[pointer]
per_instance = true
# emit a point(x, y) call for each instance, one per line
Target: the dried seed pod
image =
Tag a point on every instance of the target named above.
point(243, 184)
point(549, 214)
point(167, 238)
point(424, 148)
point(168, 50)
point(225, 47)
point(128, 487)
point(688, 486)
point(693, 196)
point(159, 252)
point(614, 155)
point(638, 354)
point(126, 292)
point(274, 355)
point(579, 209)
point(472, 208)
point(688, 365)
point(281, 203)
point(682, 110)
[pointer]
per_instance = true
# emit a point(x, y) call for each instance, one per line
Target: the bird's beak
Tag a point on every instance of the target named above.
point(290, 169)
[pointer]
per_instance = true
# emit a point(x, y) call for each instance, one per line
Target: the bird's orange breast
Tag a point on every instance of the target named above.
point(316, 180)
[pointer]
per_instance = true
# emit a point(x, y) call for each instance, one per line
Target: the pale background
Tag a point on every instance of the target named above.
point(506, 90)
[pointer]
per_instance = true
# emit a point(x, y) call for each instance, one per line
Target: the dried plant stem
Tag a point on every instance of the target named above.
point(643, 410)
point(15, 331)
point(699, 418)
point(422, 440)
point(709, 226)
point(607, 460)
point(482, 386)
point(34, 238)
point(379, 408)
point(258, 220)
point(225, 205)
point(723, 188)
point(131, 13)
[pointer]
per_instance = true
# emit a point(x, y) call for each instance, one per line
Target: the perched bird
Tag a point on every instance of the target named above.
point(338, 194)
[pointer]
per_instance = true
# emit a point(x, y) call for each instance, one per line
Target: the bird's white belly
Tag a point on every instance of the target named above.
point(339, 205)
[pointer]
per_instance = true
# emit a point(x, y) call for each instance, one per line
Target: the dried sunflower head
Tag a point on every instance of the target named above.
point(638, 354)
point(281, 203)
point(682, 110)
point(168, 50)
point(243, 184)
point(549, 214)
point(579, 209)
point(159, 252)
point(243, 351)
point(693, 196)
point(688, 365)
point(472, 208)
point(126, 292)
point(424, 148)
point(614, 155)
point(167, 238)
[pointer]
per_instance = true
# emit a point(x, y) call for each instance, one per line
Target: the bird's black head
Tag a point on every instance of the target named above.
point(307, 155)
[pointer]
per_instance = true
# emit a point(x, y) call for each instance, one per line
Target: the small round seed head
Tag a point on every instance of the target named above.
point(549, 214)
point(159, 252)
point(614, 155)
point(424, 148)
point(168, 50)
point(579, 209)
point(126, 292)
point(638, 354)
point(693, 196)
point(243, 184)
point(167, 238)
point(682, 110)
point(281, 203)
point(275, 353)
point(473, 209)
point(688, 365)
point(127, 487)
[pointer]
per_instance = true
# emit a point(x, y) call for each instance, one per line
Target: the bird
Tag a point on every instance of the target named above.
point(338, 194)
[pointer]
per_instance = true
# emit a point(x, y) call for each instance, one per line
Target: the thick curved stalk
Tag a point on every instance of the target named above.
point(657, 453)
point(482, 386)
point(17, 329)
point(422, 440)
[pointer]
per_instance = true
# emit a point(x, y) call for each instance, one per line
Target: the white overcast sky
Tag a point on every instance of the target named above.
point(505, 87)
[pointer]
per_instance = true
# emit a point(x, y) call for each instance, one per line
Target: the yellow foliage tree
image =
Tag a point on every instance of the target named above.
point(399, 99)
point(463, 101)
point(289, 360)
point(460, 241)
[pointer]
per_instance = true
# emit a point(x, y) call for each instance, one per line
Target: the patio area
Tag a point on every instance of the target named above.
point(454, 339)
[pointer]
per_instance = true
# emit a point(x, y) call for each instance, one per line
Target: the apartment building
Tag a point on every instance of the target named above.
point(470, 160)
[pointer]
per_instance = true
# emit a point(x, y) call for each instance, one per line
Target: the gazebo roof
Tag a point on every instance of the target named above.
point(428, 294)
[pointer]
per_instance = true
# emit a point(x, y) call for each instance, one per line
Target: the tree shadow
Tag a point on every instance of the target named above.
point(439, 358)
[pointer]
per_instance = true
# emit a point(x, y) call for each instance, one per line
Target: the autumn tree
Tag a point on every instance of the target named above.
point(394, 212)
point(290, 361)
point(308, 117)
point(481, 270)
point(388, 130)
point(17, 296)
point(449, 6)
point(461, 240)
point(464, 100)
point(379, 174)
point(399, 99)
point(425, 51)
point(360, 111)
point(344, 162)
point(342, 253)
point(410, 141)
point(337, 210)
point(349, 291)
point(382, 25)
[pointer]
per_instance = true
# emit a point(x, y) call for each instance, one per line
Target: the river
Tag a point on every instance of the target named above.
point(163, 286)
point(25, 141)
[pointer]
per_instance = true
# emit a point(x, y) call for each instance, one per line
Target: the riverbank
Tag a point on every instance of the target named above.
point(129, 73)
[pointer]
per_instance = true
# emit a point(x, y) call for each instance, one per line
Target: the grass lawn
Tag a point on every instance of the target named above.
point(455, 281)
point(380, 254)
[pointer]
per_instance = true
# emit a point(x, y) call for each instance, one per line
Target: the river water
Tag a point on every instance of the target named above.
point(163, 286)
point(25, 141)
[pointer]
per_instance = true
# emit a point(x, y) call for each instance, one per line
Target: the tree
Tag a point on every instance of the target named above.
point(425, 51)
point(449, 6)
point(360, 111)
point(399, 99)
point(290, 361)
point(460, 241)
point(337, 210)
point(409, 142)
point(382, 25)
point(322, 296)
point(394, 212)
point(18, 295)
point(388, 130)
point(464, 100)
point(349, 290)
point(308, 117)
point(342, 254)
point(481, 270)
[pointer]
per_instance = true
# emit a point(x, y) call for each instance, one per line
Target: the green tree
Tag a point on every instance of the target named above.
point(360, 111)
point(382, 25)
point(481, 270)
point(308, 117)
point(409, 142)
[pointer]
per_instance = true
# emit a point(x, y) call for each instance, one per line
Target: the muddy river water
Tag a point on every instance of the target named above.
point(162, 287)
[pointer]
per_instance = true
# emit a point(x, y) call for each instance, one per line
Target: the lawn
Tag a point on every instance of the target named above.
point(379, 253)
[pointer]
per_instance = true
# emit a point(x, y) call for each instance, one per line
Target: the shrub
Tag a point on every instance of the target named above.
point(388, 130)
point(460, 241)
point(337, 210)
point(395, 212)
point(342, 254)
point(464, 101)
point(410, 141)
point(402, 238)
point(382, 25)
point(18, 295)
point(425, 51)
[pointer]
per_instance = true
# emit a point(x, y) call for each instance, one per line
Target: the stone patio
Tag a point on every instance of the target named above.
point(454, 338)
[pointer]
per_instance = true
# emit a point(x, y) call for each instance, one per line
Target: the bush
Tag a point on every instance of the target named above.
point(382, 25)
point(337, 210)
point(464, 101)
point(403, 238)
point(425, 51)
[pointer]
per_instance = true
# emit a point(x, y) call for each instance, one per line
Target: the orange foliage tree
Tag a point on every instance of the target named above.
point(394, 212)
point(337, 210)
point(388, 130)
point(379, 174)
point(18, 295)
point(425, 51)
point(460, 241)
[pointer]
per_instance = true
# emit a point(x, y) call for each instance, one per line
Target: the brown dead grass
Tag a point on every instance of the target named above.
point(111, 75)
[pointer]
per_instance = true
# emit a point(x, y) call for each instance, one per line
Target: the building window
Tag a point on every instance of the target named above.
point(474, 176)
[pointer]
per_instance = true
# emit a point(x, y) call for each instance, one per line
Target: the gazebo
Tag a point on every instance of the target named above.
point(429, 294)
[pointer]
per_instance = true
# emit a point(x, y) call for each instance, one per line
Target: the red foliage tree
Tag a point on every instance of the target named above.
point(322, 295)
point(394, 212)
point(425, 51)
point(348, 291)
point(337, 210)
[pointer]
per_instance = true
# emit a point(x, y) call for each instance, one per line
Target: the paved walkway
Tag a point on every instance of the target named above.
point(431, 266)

• PROBLEM DETAILS: Put every line of the records above into a numbered list, and leave out any blank lines.

• RESULT:
1. [pointer]
2. per_instance = true
3. # emit a point(x, y) call for each instance, one per line
4. Target: the dried seed pod
5. image =
6. Tag a point on every instance of the target named above.
7. point(243, 184)
8. point(549, 214)
9. point(167, 238)
10. point(424, 148)
11. point(168, 50)
12. point(225, 47)
13. point(128, 487)
14. point(688, 486)
15. point(693, 196)
16. point(159, 252)
17. point(614, 155)
18. point(638, 354)
19. point(126, 292)
20. point(274, 355)
21. point(579, 209)
22. point(472, 208)
23. point(688, 365)
24. point(281, 203)
25. point(682, 110)
26. [pointer]
27. per_instance = true
28. # emit a point(x, y) call for each instance, one per line
29. Target: the bird's beak
30. Tag a point on every instance of the target named above.
31. point(290, 169)
32. [pointer]
33. per_instance = true
34. # emit a point(x, y) call for each instance, one per line
35. Target: the bird's orange breast
36. Tag a point on every instance of the target named above.
37. point(316, 180)
38. [pointer]
39. per_instance = true
40. # emit a point(x, y) call for each instance, one per line
41. Target: the pale background
42. Tag a point on every instance of the target named above.
43. point(506, 90)
44. [pointer]
45. per_instance = true
46. # emit a point(x, y) call for each instance, one per line
47. Target: the dried plant stem
48. Tag a point on every instance of the target named above.
49. point(643, 410)
50. point(15, 331)
51. point(699, 418)
52. point(422, 440)
53. point(709, 226)
54. point(607, 460)
55. point(482, 386)
56. point(34, 238)
57. point(379, 408)
58. point(258, 220)
59. point(225, 205)
60. point(723, 188)
61. point(131, 13)
62. [pointer]
63. per_instance = true
64. # emit a point(x, y) call for each instance, one per line
65. Target: the perched bird
66. Tag a point on every instance of the target named above.
67. point(338, 194)
68. [pointer]
69. per_instance = true
70. # emit a point(x, y) call for each instance, one per line
71. Target: the bird's white belly
72. Tag a point on every instance of the target named above.
73. point(339, 205)
74. [pointer]
75. per_instance = true
76. # emit a point(x, y) call for each instance, one per line
77. Target: the dried sunflower head
78. Tag a point on every instance of the target named above.
79. point(638, 354)
80. point(281, 203)
81. point(682, 110)
82. point(168, 50)
83. point(243, 184)
84. point(549, 214)
85. point(579, 209)
86. point(159, 252)
87. point(243, 351)
88. point(693, 196)
89. point(688, 365)
90. point(472, 208)
91. point(126, 292)
92. point(424, 148)
93. point(614, 155)
94. point(167, 238)
95. [pointer]
96. per_instance = true
97. # emit a point(x, y) call for each instance, one per line
98. Target: the bird's black head
99. Tag a point on every instance of the target named above.
100. point(307, 155)
101. [pointer]
102. per_instance = true
103. # emit a point(x, y) call for each instance, one per line
104. Target: the small round seed head
105. Tag a point on every instance of the target named above.
106. point(549, 214)
107. point(159, 252)
108. point(614, 155)
109. point(424, 148)
110. point(168, 50)
111. point(579, 209)
112. point(126, 292)
113. point(638, 354)
114. point(693, 196)
115. point(243, 184)
116. point(167, 238)
117. point(682, 110)
118. point(281, 203)
119. point(275, 353)
120. point(473, 209)
121. point(688, 365)
122. point(127, 487)
123. [pointer]
124. per_instance = true
125. # emit a point(x, y) call for each instance, one per line
126. Target: the bird
127. Tag a point on every instance of the target named above.
128. point(338, 194)
129. [pointer]
130. per_instance = true
131. # emit a point(x, y) call for each instance, one per line
132. Target: the thick curved stalk
133. Tag a point on every instance of the target named above.
134. point(657, 453)
135. point(482, 386)
136. point(17, 329)
137. point(422, 440)
138. [pointer]
139. per_instance = true
140. # emit a point(x, y) call for each instance, one per line
141. Target: the white overcast sky
142. Tag a point on every instance of the target named above.
143. point(505, 87)
144. [pointer]
145. per_instance = true
146. # emit a point(x, y) call for each instance, one per line
147. Target: the yellow foliage tree
148. image =
149. Tag a point on every instance of the target named above.
150. point(399, 99)
151. point(463, 101)
152. point(289, 360)
153. point(460, 241)
154. [pointer]
155. per_instance = true
156. # emit a point(x, y) call for each instance, one per line
157. Target: the patio area
158. Tag a point on every instance of the target named above.
159. point(454, 339)
160. [pointer]
161. per_instance = true
162. # emit a point(x, y) call for each instance, one per line
163. Target: the apartment building
164. Tag a point on every instance of the target named above.
165. point(470, 160)
166. [pointer]
167. per_instance = true
168. # emit a point(x, y) call for each instance, one per line
169. Target: the gazebo roof
170. Tag a point on every instance of the target named above.
171. point(428, 294)
172. [pointer]
173. per_instance = true
174. # emit a point(x, y) call for each instance, one per line
175. Target: the tree shadow
176. Tag a point on every instance of the target named above.
177. point(439, 358)
178. [pointer]
179. per_instance = true
180. # emit a point(x, y) call for each instance, one per line
181. Target: the autumn tree
182. Tag a point on every instance of the target named above.
183. point(394, 212)
184. point(290, 361)
185. point(308, 117)
186. point(481, 270)
187. point(388, 130)
188. point(17, 296)
189. point(449, 6)
190. point(461, 240)
191. point(464, 100)
192. point(379, 174)
193. point(399, 99)
194. point(425, 51)
195. point(360, 111)
196. point(344, 162)
197. point(342, 253)
198. point(410, 141)
199. point(337, 210)
200. point(349, 291)
201. point(382, 25)
202. [pointer]
203. per_instance = true
204. # emit a point(x, y) call for each instance, one per line
205. Target: the river
206. Tag a point on every instance of the target named above.
207. point(163, 286)
208. point(25, 141)
209. [pointer]
210. per_instance = true
211. # emit a point(x, y) call for each instance, one per line
212. Target: the riverbank
213. Tag a point on every instance of the target named above.
214. point(129, 73)
215. [pointer]
216. per_instance = true
217. # emit a point(x, y) call for each instance, one per line
218. Target: the grass lawn
219. Tag a point on every instance of the target named above.
220. point(455, 281)
221. point(380, 254)
222. [pointer]
223. per_instance = true
224. # emit a point(x, y) call for each instance, one per line
225. Target: the river water
226. Tag a point on every instance of the target named above.
227. point(163, 286)
228. point(25, 141)
229. [pointer]
230. per_instance = true
231. # emit a point(x, y) call for each instance, one per line
232. Target: the tree
233. Tag a point on every instance of the target named above.
234. point(425, 51)
235. point(449, 6)
236. point(360, 111)
237. point(399, 99)
238. point(290, 361)
239. point(460, 241)
240. point(337, 210)
241. point(409, 142)
242. point(382, 25)
243. point(322, 296)
244. point(394, 212)
245. point(18, 295)
246. point(388, 130)
247. point(464, 100)
248. point(349, 290)
249. point(308, 117)
250. point(342, 254)
251. point(481, 270)
252. [pointer]
253. per_instance = true
254. # emit a point(x, y) call for each instance, one per line
255. Target: the green tree
256. Tag a point on every instance of the target named above.
257. point(360, 111)
258. point(382, 25)
259. point(481, 270)
260. point(308, 117)
261. point(409, 142)
262. [pointer]
263. per_instance = true
264. # emit a point(x, y) call for each instance, one per line
265. Target: the muddy river water
266. Tag a point on every instance of the target named above.
267. point(162, 287)
268. [pointer]
269. per_instance = true
270. # emit a point(x, y) call for each instance, one per line
271. Target: the lawn
272. Tag a point on every instance of the target named above.
273. point(379, 253)
274. [pointer]
275. per_instance = true
276. # emit a point(x, y) call for each instance, one per line
277. Target: the shrub
278. Tag a point on every instance of the target named above.
279. point(388, 130)
280. point(460, 241)
281. point(337, 210)
282. point(395, 212)
283. point(342, 254)
284. point(464, 101)
285. point(410, 141)
286. point(402, 238)
287. point(382, 25)
288. point(18, 295)
289. point(425, 51)
290. [pointer]
291. per_instance = true
292. # emit a point(x, y) call for each instance, one per line
293. Target: the stone patio
294. Tag a point on every instance of the target named above.
295. point(454, 338)
296. [pointer]
297. per_instance = true
298. # emit a point(x, y) call for each instance, one per line
299. Target: the bush
300. Tag a point on every instance of the target named above.
301. point(382, 25)
302. point(337, 210)
303. point(464, 101)
304. point(403, 238)
305. point(425, 51)
306. [pointer]
307. per_instance = true
308. # emit a point(x, y) call for each instance, one per line
309. Target: the orange foliage tree
310. Tag a point on every instance of the target named above.
311. point(394, 212)
312. point(337, 210)
313. point(388, 130)
314. point(379, 174)
315. point(18, 295)
316. point(425, 51)
317. point(460, 241)
318. [pointer]
319. per_instance = true
320. # emit a point(x, y) call for each instance, one per line
321. Target: the brown dead grass
322. Tag a point on every instance of the target named above.
323. point(111, 75)
324. [pointer]
325. per_instance = true
326. # emit a point(x, y) call for each instance, one per line
327. Target: the building window
328. Tag a point on every instance of the target named above.
329. point(474, 176)
330. [pointer]
331. per_instance = true
332. # emit a point(x, y) call for each instance, one per line
333. Target: the gazebo
334. Tag a point on every instance of the target named above.
335. point(429, 294)
336. [pointer]
337. per_instance = true
338. # emit a point(x, y) call for each instance, one per line
339. Target: the red foliage tree
340. Tag a point on every instance of the target named above.
341. point(322, 295)
342. point(394, 212)
343. point(425, 51)
344. point(348, 291)
345. point(337, 210)
346. [pointer]
347. per_instance = true
348. # emit a point(x, y) call for each instance, one per line
349. Target: the paved walkway
350. Tag a point on every instance of the target named above.
351. point(431, 266)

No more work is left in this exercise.